TEXT SECTION section start

Eric Sundermann of Hollywood.com said "Li'l Sebastian" was a great showcase for not only each of the characters, but the setting of Pawnee as well, and that the episode "illustrated each part of Pawnee that we have come to know and love so much". Alan Sepinwall of HitFix said it had "both the scope and the out-of-control but not frantic style" of "The Harvest Festival". He also enjoyed the scene with Leslie and Ben, and said he believed the show could get great "comic mileage" out of their continued secret relationship together. Paste magazine writer Garrett Martin called the episode a "tour de force that expertly wrapped up an excellent season". Garrett said the show's characters were "so vivid and instantly memorable" that the death of Li'l Sebastian really felt like a major event, even though he had only previously appeared in one other episode. Matt Fowler of IGN said "Li'l Sebastian" was hilarious and demonstrated "how marvelously great this series is at creating a truly lovable ensemble". He also enjoyed seeing Tom succeed with his concert, and claimed the Li'l Sebastian funeral scene was surprisingly powerful.

TEXT SECTION section end
DATA UNDER STUDY section start

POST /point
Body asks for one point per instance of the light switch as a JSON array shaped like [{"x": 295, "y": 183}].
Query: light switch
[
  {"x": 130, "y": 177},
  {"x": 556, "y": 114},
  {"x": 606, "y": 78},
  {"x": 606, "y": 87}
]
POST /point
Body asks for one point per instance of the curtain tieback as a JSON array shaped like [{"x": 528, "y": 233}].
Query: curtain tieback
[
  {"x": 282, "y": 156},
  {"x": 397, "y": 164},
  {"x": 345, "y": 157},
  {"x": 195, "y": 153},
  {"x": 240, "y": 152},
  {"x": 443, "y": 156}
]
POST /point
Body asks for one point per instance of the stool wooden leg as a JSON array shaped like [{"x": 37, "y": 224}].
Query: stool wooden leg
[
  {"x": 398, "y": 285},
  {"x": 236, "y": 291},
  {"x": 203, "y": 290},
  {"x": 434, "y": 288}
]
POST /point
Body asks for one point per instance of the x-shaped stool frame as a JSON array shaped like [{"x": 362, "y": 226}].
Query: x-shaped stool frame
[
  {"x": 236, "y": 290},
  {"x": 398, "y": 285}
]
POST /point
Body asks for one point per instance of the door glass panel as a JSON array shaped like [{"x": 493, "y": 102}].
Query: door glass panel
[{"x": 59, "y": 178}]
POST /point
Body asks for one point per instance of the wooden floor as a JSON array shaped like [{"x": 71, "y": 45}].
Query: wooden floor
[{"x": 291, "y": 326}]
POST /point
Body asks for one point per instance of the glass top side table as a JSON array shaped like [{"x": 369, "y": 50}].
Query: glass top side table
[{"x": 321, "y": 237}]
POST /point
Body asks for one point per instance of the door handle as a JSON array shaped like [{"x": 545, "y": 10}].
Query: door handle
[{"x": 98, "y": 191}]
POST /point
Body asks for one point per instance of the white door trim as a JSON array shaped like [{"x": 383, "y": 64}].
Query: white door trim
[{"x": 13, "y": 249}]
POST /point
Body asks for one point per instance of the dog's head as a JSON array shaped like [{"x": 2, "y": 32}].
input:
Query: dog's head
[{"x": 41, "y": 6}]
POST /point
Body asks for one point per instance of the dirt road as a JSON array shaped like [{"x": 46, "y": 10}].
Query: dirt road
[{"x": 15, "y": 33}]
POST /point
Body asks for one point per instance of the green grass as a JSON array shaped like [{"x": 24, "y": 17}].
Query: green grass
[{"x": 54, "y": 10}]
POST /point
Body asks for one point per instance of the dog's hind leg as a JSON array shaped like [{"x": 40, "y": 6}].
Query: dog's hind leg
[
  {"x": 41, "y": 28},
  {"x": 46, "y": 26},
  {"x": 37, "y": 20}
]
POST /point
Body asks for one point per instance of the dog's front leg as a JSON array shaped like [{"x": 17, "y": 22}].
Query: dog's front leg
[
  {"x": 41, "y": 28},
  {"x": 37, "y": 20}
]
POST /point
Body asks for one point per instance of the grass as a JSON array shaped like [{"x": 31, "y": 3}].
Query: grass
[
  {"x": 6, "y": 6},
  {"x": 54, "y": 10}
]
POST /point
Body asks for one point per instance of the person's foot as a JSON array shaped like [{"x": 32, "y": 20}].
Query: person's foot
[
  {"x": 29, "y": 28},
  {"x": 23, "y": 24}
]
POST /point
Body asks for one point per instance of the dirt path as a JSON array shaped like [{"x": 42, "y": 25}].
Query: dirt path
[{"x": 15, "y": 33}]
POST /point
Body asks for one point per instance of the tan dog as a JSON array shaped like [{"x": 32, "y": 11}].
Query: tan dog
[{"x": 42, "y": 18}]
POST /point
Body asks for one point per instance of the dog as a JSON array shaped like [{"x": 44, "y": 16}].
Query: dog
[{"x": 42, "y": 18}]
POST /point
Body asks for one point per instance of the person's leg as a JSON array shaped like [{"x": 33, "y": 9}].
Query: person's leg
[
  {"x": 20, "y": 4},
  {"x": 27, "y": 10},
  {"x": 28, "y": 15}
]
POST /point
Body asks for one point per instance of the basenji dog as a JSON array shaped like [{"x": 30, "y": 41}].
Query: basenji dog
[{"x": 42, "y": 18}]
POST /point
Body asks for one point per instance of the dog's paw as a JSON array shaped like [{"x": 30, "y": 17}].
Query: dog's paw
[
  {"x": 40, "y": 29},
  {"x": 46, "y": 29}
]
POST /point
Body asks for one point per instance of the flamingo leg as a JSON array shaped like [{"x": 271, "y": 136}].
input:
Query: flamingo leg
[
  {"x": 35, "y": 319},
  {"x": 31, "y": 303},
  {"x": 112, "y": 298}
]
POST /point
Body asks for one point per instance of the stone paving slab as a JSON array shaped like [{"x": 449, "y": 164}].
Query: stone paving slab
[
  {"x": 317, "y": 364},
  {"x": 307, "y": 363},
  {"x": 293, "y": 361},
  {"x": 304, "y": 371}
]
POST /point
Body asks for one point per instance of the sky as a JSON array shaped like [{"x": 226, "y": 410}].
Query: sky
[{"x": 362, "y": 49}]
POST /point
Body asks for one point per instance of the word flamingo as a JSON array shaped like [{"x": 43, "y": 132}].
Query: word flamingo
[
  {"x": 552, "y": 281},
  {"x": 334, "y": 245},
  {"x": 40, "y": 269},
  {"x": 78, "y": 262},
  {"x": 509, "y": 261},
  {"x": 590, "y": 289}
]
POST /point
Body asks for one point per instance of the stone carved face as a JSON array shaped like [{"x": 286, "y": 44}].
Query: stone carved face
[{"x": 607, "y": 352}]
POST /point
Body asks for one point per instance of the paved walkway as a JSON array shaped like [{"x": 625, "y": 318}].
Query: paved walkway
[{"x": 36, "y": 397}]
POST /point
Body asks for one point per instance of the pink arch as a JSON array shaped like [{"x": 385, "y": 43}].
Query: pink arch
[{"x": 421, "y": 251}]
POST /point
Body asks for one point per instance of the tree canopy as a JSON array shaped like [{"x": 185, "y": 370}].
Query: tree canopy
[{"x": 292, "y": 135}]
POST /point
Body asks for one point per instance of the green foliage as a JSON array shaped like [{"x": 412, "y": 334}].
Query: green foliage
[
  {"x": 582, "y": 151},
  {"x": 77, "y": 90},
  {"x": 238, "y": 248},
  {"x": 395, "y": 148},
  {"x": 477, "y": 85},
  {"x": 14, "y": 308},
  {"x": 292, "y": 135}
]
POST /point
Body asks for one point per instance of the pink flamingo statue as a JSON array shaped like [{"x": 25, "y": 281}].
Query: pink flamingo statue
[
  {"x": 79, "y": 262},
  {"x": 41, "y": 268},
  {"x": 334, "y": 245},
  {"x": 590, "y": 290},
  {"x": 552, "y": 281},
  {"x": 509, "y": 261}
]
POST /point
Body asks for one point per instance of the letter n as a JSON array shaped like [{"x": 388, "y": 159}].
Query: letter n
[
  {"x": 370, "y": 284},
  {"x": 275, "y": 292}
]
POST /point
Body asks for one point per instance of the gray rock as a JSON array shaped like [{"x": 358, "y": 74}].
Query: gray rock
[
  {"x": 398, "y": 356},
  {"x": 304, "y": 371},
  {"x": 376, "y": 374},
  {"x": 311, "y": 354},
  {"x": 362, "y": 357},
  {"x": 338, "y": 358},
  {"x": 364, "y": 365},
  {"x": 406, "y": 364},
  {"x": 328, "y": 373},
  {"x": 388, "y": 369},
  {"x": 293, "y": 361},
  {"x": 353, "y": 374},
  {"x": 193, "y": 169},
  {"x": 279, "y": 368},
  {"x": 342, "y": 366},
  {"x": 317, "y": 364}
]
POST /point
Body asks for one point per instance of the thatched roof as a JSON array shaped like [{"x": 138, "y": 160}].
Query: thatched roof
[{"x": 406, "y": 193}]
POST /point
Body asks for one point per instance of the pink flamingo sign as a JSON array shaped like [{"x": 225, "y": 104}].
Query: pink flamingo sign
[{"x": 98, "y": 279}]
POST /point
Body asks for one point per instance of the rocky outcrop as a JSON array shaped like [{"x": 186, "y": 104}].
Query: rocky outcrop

DATA UNDER STUDY section end

ACTION ITEM A:
In the text on reviews of "Li'l Sebastian":
(i) Which earlier episode did Alan Sepinwall compare it to?
(ii) What did Garrett Martin of Paste call it?
(iii) Which scene did Matt Fowler of IGN find surprisingly powerful?
ACTION ITEM B: Write a continuation of the text on reviews of "Li'l Sebastian".

ANSWER A:
(i) "The Harvest Festival"
(ii) A "tour de force that expertly wrapped up an excellent season"
(iii) The Li'l Sebastian funeral scene

ANSWER B:
Rick Porter of Zap2it said Parks was at the "top of its game". Porter praised that the final scenes presented so many changes for the characters but never felt out of control, which he attributed to "the cast's ability to play things at just the right level and the writers for knowing just how cartoonish Pawnee can be without tipping too far". New York magazine writer Steve Kandell said although the episode felt like a "somber affair" and less momentous than the previous episode "Harvest Festival", he said the cliffhangers were suspenseful and on par with major drama shows like the ABC series Desperate Housewives. Nick McHatton of TV Fanatic praised the episode, and said he found particularly hilarious the scene about Leslie and Ben accidentally pocket dialing Ron during their sexual roleplaying. However, McHatton said he did not believe Tom's decision to start an entertainment company had "much of a traction past the first five minutes of next season". Joel Keller of TV Squad felt the major changes the characters undergo at the end of the episode felt "rushed", but admitted they were "natural outcropping of the characters and what we've seen of them this year".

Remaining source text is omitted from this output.